THE REQUEST – Output the rows as a numbered list, skipping blank lines, from the line containing "Where can you see the outstretched" through the end of the rows, both ends included. Leave the pictures out.

Entries taken from a collection

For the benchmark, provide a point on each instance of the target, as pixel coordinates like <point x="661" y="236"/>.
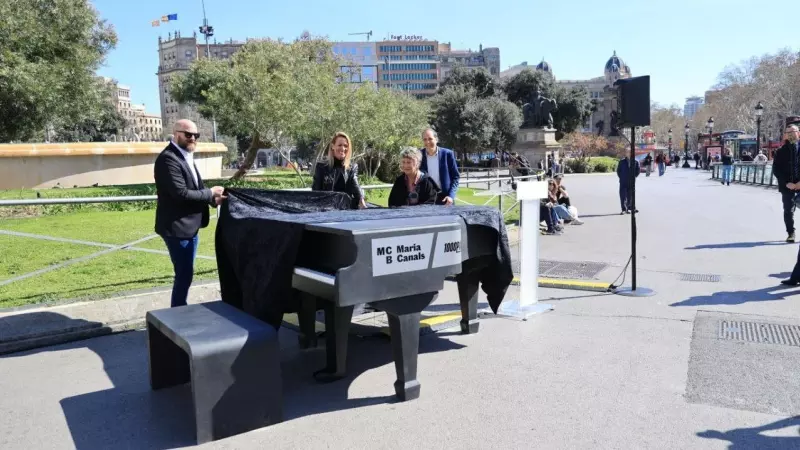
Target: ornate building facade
<point x="601" y="119"/>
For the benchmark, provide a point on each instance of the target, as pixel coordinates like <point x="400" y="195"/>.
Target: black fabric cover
<point x="259" y="233"/>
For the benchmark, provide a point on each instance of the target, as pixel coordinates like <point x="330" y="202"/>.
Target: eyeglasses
<point x="188" y="135"/>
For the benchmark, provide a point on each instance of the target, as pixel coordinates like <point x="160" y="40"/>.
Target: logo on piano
<point x="452" y="247"/>
<point x="401" y="254"/>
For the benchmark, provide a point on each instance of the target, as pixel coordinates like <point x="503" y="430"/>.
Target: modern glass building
<point x="359" y="61"/>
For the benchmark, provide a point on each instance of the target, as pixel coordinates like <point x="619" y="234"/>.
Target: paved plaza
<point x="709" y="362"/>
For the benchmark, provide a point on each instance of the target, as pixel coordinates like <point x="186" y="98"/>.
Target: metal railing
<point x="757" y="174"/>
<point x="150" y="198"/>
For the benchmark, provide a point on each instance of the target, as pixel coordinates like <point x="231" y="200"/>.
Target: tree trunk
<point x="250" y="157"/>
<point x="295" y="165"/>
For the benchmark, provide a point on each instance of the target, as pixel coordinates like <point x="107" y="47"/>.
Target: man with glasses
<point x="182" y="204"/>
<point x="786" y="168"/>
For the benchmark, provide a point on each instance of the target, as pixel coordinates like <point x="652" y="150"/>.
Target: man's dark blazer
<point x="783" y="165"/>
<point x="448" y="170"/>
<point x="182" y="206"/>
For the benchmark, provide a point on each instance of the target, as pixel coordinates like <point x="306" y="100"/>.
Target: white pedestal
<point x="529" y="193"/>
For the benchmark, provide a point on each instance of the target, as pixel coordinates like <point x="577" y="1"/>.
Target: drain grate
<point x="545" y="265"/>
<point x="762" y="333"/>
<point x="582" y="270"/>
<point x="702" y="277"/>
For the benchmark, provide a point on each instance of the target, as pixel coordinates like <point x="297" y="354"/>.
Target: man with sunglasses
<point x="182" y="204"/>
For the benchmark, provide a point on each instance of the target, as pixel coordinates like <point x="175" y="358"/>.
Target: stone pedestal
<point x="536" y="143"/>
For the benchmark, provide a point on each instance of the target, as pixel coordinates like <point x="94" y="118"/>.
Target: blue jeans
<point x="561" y="212"/>
<point x="182" y="252"/>
<point x="726" y="173"/>
<point x="624" y="196"/>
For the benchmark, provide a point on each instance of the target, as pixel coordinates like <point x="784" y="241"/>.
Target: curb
<point x="34" y="341"/>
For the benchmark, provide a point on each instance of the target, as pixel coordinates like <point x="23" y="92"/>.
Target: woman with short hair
<point x="413" y="187"/>
<point x="337" y="174"/>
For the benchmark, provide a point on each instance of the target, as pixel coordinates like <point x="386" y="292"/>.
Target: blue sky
<point x="681" y="44"/>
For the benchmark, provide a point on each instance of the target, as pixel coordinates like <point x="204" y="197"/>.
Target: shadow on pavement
<point x="131" y="415"/>
<point x="589" y="216"/>
<point x="737" y="245"/>
<point x="781" y="275"/>
<point x="740" y="297"/>
<point x="751" y="438"/>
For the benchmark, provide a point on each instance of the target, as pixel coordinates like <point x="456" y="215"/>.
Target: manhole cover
<point x="702" y="277"/>
<point x="762" y="333"/>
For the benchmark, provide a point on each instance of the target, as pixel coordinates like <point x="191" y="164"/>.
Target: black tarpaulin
<point x="259" y="233"/>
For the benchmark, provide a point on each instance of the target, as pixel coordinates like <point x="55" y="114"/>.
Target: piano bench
<point x="231" y="358"/>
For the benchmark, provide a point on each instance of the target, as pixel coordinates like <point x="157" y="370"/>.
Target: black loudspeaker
<point x="633" y="101"/>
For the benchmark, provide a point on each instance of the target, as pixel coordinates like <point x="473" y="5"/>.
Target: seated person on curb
<point x="553" y="227"/>
<point x="559" y="212"/>
<point x="563" y="196"/>
<point x="413" y="187"/>
<point x="337" y="174"/>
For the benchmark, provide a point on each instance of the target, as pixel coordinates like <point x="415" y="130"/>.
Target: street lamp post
<point x="669" y="142"/>
<point x="686" y="146"/>
<point x="208" y="31"/>
<point x="710" y="125"/>
<point x="759" y="112"/>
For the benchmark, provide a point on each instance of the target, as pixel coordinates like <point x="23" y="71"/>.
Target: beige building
<point x="141" y="125"/>
<point x="613" y="70"/>
<point x="175" y="54"/>
<point x="485" y="57"/>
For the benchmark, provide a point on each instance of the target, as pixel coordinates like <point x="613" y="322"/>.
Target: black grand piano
<point x="395" y="260"/>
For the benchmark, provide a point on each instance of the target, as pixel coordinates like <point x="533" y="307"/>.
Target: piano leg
<point x="337" y="327"/>
<point x="404" y="316"/>
<point x="306" y="316"/>
<point x="468" y="297"/>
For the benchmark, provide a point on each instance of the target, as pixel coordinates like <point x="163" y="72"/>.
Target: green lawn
<point x="123" y="270"/>
<point x="24" y="255"/>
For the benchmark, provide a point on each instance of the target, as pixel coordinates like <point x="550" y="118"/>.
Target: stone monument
<point x="536" y="139"/>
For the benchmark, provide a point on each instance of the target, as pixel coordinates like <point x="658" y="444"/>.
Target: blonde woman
<point x="337" y="173"/>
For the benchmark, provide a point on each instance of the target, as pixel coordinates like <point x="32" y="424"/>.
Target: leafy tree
<point x="287" y="96"/>
<point x="574" y="105"/>
<point x="480" y="80"/>
<point x="462" y="121"/>
<point x="518" y="89"/>
<point x="49" y="52"/>
<point x="101" y="122"/>
<point x="506" y="118"/>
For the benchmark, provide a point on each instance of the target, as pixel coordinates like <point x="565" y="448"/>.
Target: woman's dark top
<point x="336" y="179"/>
<point x="426" y="191"/>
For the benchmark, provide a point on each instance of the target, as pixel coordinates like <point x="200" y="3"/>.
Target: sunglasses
<point x="190" y="135"/>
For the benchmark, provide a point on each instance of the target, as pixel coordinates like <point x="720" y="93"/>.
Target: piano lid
<point x="358" y="227"/>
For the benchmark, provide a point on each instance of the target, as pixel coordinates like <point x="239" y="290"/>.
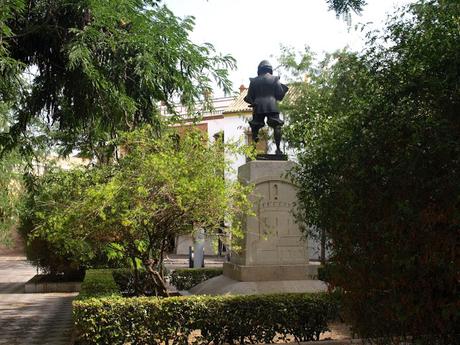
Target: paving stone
<point x="36" y="318"/>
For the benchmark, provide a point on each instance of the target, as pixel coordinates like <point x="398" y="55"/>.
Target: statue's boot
<point x="277" y="135"/>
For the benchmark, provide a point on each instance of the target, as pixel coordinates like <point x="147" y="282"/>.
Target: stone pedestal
<point x="274" y="256"/>
<point x="273" y="247"/>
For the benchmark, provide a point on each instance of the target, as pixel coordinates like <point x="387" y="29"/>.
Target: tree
<point x="343" y="7"/>
<point x="160" y="189"/>
<point x="95" y="67"/>
<point x="379" y="141"/>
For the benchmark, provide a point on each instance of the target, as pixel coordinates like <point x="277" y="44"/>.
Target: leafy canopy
<point x="161" y="188"/>
<point x="379" y="149"/>
<point x="88" y="67"/>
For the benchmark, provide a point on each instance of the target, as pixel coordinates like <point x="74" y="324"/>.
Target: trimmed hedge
<point x="186" y="278"/>
<point x="98" y="283"/>
<point x="222" y="319"/>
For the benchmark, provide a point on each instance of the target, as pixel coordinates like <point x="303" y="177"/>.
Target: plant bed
<point x="53" y="283"/>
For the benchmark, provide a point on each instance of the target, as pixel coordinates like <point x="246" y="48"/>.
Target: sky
<point x="253" y="30"/>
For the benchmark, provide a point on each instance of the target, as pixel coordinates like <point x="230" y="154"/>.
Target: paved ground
<point x="43" y="318"/>
<point x="29" y="319"/>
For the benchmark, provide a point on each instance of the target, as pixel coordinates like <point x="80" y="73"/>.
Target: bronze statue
<point x="263" y="93"/>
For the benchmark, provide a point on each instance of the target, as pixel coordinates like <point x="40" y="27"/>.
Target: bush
<point x="222" y="319"/>
<point x="98" y="283"/>
<point x="186" y="278"/>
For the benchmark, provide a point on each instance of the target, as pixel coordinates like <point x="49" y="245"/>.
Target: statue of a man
<point x="263" y="93"/>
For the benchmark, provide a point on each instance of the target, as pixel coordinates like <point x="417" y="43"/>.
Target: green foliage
<point x="46" y="214"/>
<point x="379" y="141"/>
<point x="98" y="283"/>
<point x="161" y="188"/>
<point x="223" y="319"/>
<point x="11" y="190"/>
<point x="186" y="278"/>
<point x="93" y="67"/>
<point x="346" y="6"/>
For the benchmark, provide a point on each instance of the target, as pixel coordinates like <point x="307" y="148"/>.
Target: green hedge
<point x="98" y="283"/>
<point x="186" y="278"/>
<point x="222" y="319"/>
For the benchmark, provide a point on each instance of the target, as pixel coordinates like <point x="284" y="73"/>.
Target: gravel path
<point x="35" y="318"/>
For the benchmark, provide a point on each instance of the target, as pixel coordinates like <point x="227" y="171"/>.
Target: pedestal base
<point x="270" y="272"/>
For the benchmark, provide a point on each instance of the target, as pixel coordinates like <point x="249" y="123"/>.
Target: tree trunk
<point x="155" y="277"/>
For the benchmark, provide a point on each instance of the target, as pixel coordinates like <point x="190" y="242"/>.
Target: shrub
<point x="186" y="278"/>
<point x="222" y="319"/>
<point x="98" y="283"/>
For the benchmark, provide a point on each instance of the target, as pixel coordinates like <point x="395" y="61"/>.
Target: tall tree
<point x="93" y="67"/>
<point x="160" y="189"/>
<point x="379" y="140"/>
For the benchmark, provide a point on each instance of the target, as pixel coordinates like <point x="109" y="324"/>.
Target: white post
<point x="198" y="255"/>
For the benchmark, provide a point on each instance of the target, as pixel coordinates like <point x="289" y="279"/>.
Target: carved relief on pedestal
<point x="273" y="235"/>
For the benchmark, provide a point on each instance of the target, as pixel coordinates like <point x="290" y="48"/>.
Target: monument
<point x="273" y="256"/>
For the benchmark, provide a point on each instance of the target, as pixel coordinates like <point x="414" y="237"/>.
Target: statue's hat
<point x="264" y="67"/>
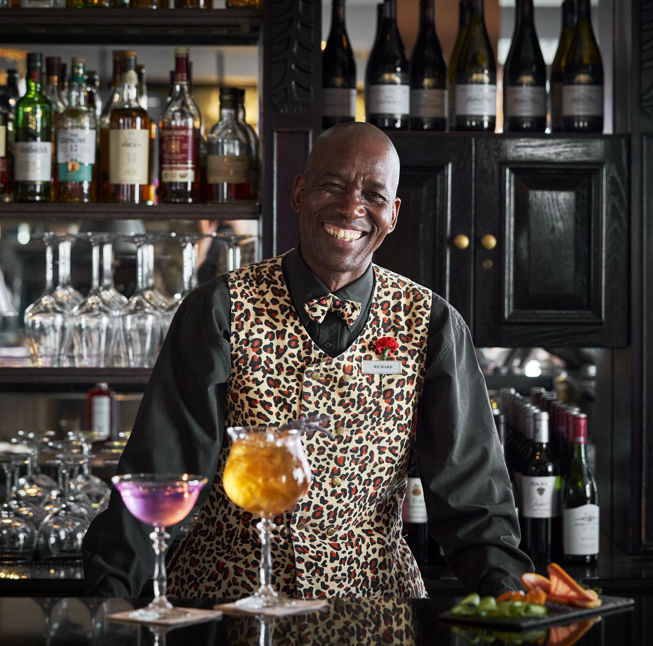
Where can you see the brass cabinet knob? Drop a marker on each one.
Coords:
(488, 242)
(461, 241)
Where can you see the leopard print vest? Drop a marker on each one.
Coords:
(344, 537)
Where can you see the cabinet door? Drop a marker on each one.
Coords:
(435, 188)
(551, 252)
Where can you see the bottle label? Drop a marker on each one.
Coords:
(101, 416)
(476, 99)
(388, 99)
(129, 156)
(581, 530)
(33, 161)
(75, 155)
(414, 509)
(429, 103)
(227, 169)
(525, 101)
(540, 496)
(177, 154)
(339, 102)
(582, 100)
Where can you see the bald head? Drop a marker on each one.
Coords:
(355, 134)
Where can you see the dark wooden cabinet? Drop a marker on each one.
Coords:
(526, 236)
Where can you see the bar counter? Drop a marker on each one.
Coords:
(355, 622)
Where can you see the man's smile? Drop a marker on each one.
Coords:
(342, 234)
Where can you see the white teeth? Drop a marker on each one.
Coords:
(342, 234)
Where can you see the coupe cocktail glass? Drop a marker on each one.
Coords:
(160, 500)
(266, 474)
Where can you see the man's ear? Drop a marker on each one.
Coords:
(296, 194)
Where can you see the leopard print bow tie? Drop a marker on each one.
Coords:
(348, 311)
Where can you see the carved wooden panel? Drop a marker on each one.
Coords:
(435, 188)
(558, 273)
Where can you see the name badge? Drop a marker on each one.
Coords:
(382, 367)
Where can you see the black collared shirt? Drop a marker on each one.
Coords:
(180, 426)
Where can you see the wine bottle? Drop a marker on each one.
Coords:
(338, 72)
(387, 78)
(524, 77)
(580, 503)
(582, 90)
(540, 494)
(76, 138)
(181, 130)
(33, 147)
(463, 24)
(428, 75)
(476, 77)
(558, 65)
(129, 142)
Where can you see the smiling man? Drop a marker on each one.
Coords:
(300, 334)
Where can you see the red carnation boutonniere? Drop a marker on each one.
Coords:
(385, 346)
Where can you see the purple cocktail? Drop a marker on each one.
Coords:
(161, 500)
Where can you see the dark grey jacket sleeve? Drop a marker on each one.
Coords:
(469, 500)
(178, 428)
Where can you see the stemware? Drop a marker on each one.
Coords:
(266, 473)
(160, 500)
(46, 319)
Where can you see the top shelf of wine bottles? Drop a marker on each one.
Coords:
(117, 26)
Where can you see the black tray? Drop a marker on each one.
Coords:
(557, 615)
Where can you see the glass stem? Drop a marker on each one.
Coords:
(158, 537)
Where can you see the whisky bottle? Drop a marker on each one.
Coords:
(181, 131)
(129, 142)
(33, 147)
(76, 134)
(228, 154)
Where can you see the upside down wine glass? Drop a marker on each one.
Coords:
(266, 474)
(160, 500)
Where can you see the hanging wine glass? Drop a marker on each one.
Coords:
(266, 473)
(160, 500)
(46, 319)
(140, 318)
(95, 328)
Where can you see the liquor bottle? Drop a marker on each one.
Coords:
(181, 131)
(476, 77)
(33, 139)
(101, 412)
(338, 72)
(76, 141)
(387, 78)
(51, 89)
(6, 185)
(540, 494)
(228, 154)
(463, 24)
(93, 99)
(582, 90)
(428, 75)
(580, 503)
(524, 77)
(104, 187)
(129, 142)
(558, 65)
(253, 144)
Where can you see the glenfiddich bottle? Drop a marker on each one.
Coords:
(338, 72)
(181, 131)
(129, 142)
(76, 139)
(428, 75)
(33, 147)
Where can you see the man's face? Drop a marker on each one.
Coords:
(347, 205)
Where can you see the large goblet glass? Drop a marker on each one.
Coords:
(266, 474)
(160, 500)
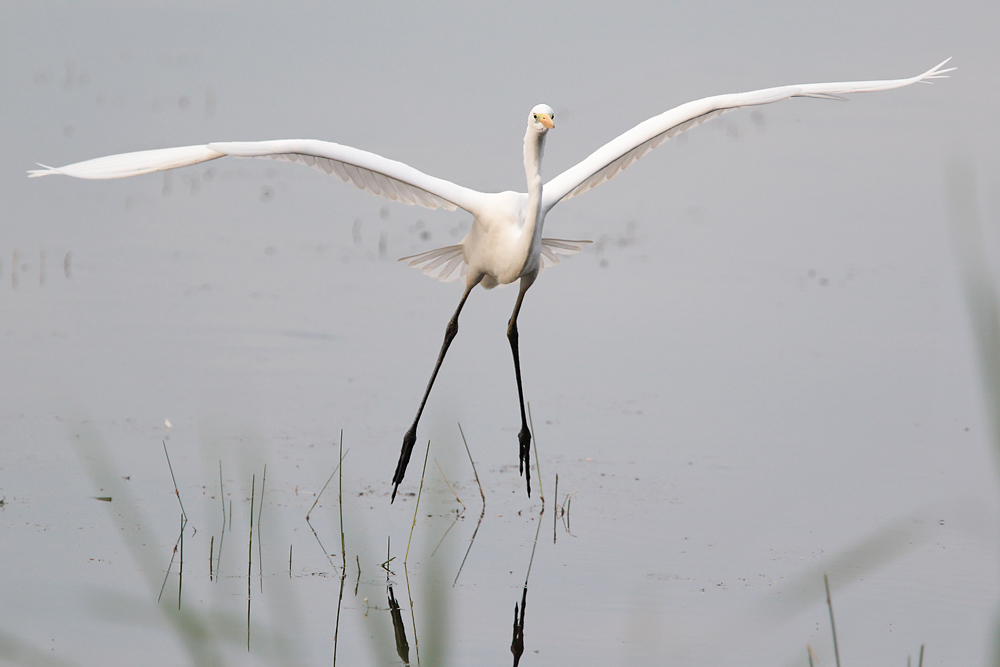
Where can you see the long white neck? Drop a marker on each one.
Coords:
(534, 145)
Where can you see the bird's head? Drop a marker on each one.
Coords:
(542, 118)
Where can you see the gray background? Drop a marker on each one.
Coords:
(761, 371)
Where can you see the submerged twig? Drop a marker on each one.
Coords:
(336, 627)
(473, 465)
(833, 626)
(180, 575)
(449, 484)
(176, 492)
(340, 502)
(260, 515)
(538, 466)
(416, 505)
(315, 502)
(253, 487)
(555, 514)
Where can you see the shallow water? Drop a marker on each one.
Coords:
(763, 370)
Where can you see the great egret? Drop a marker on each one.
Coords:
(505, 243)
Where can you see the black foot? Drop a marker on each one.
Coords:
(524, 438)
(409, 440)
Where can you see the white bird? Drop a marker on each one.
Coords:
(505, 243)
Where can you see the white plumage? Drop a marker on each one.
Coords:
(505, 242)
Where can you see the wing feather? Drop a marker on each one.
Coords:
(617, 155)
(367, 171)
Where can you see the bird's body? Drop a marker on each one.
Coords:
(505, 241)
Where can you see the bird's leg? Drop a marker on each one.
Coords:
(410, 439)
(524, 436)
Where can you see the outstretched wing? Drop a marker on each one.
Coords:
(617, 155)
(381, 176)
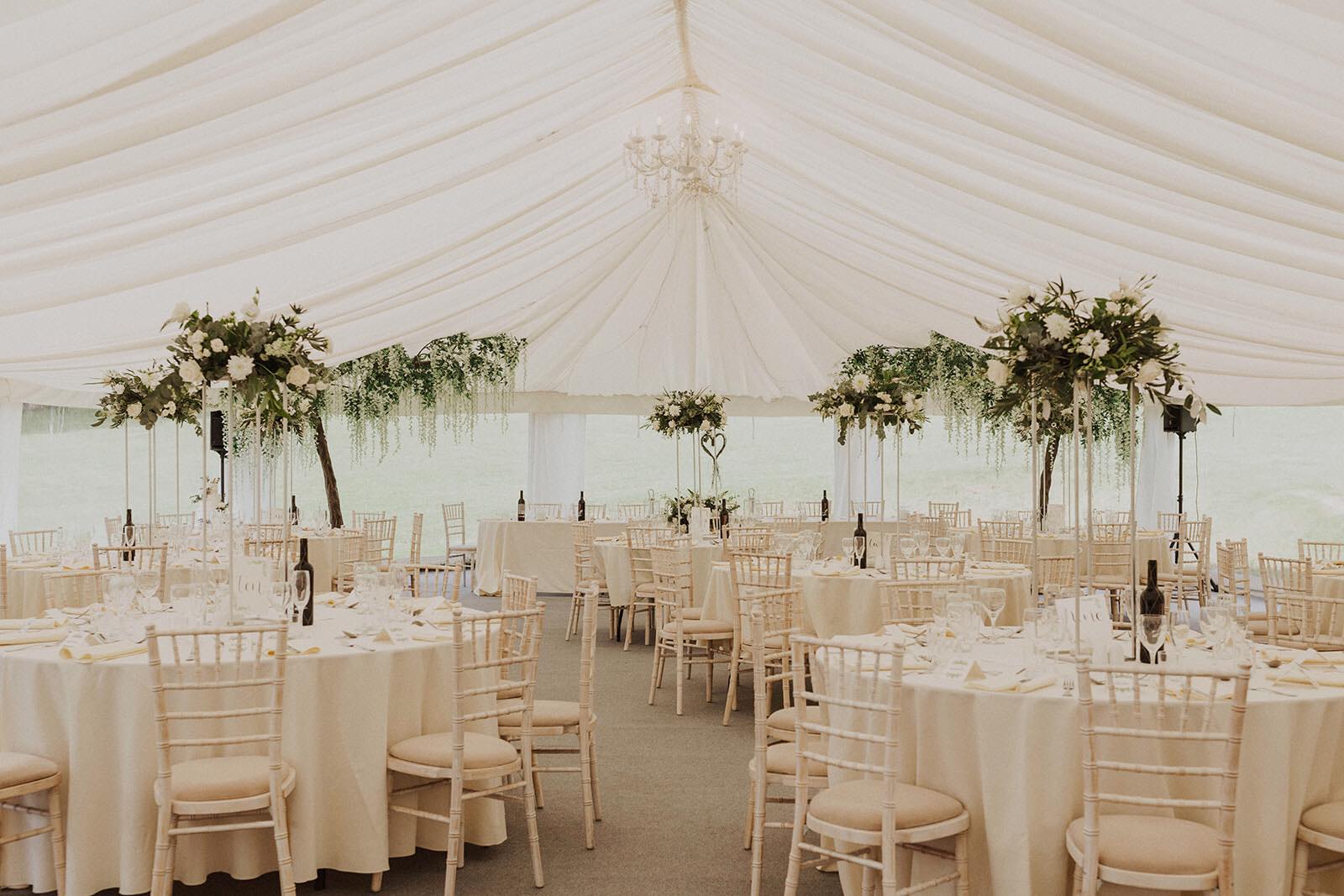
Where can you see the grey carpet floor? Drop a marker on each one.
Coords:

EXPECTED ANSWER –
1. Where can you see the outstretched wing? Drop a marker on each one.
2. Coords:
3. (617, 155)
4. (381, 176)
5. Where can you see the grey carpet floor? Drop a marker on each one.
6. Coords:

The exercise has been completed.